§ **The exercise**: Could you arrange the lines below as a numbered list, dropping any blank lines and leaving the pictures out?

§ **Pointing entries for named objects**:

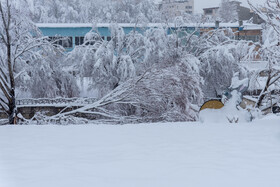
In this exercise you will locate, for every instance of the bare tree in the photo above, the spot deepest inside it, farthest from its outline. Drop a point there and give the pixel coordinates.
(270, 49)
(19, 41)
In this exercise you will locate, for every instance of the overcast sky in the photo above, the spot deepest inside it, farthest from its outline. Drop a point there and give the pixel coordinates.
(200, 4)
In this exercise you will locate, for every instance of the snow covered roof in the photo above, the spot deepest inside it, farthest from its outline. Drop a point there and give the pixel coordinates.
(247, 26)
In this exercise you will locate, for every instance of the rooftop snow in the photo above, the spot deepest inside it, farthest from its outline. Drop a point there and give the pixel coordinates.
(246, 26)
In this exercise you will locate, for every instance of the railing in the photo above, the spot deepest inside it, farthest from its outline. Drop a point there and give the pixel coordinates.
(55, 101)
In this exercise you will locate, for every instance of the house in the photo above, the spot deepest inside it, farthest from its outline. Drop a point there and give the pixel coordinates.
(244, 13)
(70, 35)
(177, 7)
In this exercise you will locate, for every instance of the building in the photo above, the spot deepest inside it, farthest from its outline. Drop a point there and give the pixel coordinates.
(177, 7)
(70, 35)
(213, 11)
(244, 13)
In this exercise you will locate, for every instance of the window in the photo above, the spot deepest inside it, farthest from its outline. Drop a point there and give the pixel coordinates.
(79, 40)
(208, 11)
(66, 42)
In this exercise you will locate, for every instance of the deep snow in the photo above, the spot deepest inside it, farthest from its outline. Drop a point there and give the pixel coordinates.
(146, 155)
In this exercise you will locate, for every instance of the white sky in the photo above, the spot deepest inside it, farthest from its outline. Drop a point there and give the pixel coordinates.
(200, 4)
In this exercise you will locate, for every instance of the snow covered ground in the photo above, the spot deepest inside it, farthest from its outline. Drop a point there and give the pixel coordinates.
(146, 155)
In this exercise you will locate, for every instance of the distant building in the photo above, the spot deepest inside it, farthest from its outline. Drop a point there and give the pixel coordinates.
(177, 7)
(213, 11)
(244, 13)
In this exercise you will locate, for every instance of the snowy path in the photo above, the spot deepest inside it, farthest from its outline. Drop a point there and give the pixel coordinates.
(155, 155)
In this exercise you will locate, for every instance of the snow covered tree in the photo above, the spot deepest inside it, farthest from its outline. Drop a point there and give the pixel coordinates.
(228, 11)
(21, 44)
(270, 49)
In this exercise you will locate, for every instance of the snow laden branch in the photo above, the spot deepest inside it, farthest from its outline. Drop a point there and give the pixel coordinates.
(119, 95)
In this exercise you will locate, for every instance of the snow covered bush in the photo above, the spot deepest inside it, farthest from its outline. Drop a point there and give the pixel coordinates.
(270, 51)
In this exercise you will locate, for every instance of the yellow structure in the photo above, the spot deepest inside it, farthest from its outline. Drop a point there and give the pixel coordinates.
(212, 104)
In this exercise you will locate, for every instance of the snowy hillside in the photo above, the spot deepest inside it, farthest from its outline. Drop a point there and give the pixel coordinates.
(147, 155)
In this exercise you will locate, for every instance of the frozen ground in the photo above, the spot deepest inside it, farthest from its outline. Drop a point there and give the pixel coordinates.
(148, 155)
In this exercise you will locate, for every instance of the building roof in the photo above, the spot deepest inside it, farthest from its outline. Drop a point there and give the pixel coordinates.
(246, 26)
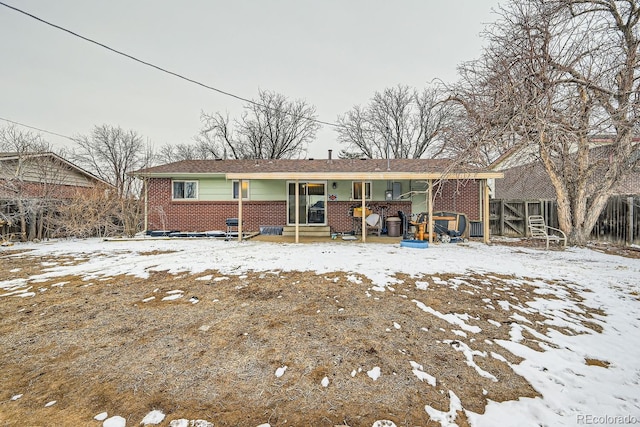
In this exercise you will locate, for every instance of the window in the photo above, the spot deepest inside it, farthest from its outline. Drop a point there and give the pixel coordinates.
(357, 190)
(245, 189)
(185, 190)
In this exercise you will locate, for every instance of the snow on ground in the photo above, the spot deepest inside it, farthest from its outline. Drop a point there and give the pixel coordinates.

§ **Task solution**:
1. In this exercise you will locate, for every instance of the bare tree in the photo above, the spot deepest inside it, farthest from its outline. Drop a point there and give the pixel coordinates.
2. (270, 49)
3. (19, 41)
4. In this exercise you will locate, for every instance of the overcast sky in the photo above, the spot deepest inside it, farthest from its outline. Drop a point there and give the pixel coordinates.
5. (200, 4)
6. In this exercise you will locate, for every instance of the snow covered roof in the photo above, the spot deepest inside it, farthest from its outline. Drop a point there and give the pixel coordinates.
7. (247, 26)
8. In this exercise you will locate, for every instance of the rooftop snow in the photo above, the spot deepest inside it, farthest from its outline. Drop a point there and give the pixel coordinates.
9. (246, 26)
10. In this exercise you will locate, for every instance of the railing in the photo above, the spot deepest inside it, farthest from its outline. Drop a point there and give the pixel coordinates.
11. (55, 101)
12. In this exercise you will locate, for every instance of the house in the photo above, the spot deepest inside it, farthest from its outline. Drop a point there and give the pixel coordinates.
13. (244, 13)
14. (70, 35)
15. (177, 7)
16. In this exercise you will locate, for every instance of the building in the photo above, the spot deepest inside it, farthest from its outline. Drop a point there and give the pixel coordinates.
17. (177, 7)
18. (70, 35)
19. (213, 11)
20. (244, 13)
21. In this exercise you will locate, for every instance of the window in the photo above, the spot deepest inside it, farthest from its outline. Drop a point there and give the pixel coordinates.
22. (79, 40)
23. (208, 11)
24. (66, 42)
25. In this exercise you will locate, for every instance of the deep snow in the photo above, the spot deepest inside it, farthest from its outline. Drop a point there and give the pixel coordinates.
26. (146, 155)
27. In this exercise you will locate, for every instance of the white sky in the photo above, the spot deepest inside it, farthest from its outline. Drop a point there and give the pixel coordinates.
28. (200, 4)
29. In this exercise you will locate, for every instance of the snow covered ground in the photo above, the spot deepest inside it, farthest from its outline. Drop a point there and give the pixel coordinates.
30. (146, 155)
31. In this exercise you will locate, for every instance of the distant building in the photo above, the spot deepest inside it, farthest from its outline. Drop a point there and give the pixel coordinates.
32. (177, 7)
33. (213, 11)
34. (244, 13)
35. In this exercise you will locate, for every instance of the snowy path in the photo above, the spot deepest inside it, farthest from its outline. Drop a point there and give the pixel coordinates.
36. (155, 155)
37. In this exercise you will locate, for every instance of the snow covered tree in the photo above, the spot deepest inside it, farthest from its outline. Drop a point there and give the pixel coordinates.
38. (228, 11)
39. (21, 44)
40. (270, 49)
41. In this exercise you will locate, for every instance of the snow laden branch in the photo above, the spot deepest inside it, farthest from its outline. Drop a point there and give the pixel coordinates.
42. (119, 95)
43. In this exercise you will locate, for every instance of the snow covered bush in the photo above, the spot deepest inside it, farthest from its outline. Drop a point there and give the pixel coordinates.
44. (270, 51)
45. In this exercise you will locate, for every instance of the yellow structure in the photo above, the spot deepest inside it, farthest from its outline. Drop a point there and give the pixel coordinates.
46. (212, 104)
47. In this exercise you will locate, for every instance of the snowy hillside in the photo above, the spot deepest inside it, farthest from its outline. Drop a point there and give the pixel coordinates.
48. (147, 155)
49. In this exercise you will locate, for every instance of the frozen ground in the photo above, the spot deepest inside it, farthest from its outline. Drop a point there and give the pixel coordinates.
50. (148, 155)
51. In this exercise you will locate, for every instance of the building roof in the photo above, the spot deepest inside it, farthest from its outline. Drop a point there and give the pixel coordinates.
52. (246, 26)
53. In this exercise you will locate, for every instance of the window in the photo above, the spot deepest inside it, farthest from its outline. Drop a point there and give the pixel coordinates.
54. (357, 190)
55. (245, 189)
56. (185, 190)
57. In this exercise you will locate, for every instance of the snow on ground in the photo above, the spot deepest inside it, farthest from its outline. Drop a point there and give the pixel coordinates.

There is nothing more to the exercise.